AIM OF THE EXERCISE: Filter the items below and copy out every line that contains the word "distant".

Extracted data entries:

.....

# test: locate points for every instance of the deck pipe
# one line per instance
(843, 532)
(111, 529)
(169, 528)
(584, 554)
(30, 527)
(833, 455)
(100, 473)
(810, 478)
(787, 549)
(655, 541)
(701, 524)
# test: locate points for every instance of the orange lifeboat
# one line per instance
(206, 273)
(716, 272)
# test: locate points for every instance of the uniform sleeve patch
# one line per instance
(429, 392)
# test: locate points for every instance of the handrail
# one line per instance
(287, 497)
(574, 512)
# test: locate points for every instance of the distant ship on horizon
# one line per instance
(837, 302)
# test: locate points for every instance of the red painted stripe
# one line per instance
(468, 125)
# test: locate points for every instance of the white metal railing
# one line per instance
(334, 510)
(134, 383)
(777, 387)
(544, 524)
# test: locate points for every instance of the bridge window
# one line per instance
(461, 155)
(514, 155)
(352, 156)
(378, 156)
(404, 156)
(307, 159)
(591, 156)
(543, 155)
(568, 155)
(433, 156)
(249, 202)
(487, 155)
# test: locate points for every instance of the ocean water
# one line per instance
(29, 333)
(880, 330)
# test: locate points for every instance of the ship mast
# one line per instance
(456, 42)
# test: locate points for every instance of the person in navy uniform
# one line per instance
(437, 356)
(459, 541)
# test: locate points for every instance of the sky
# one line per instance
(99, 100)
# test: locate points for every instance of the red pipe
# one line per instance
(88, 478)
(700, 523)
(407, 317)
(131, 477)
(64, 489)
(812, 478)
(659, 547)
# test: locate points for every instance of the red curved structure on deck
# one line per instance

.....

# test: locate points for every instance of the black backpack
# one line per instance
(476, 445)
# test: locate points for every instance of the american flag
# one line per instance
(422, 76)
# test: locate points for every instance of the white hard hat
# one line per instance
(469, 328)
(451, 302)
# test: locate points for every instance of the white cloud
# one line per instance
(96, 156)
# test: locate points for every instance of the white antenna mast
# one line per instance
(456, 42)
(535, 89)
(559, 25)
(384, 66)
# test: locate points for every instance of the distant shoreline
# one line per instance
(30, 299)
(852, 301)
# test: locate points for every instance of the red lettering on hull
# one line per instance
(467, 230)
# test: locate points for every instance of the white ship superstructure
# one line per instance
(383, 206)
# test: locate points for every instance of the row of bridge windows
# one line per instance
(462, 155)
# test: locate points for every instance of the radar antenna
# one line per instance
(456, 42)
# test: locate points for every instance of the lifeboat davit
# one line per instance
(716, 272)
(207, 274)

.....

SOLUTION TO THIS EXERCISE:
# test: locate points for every instance of the distant ship on horizon
# test: locate points for every instance of the distant shoreline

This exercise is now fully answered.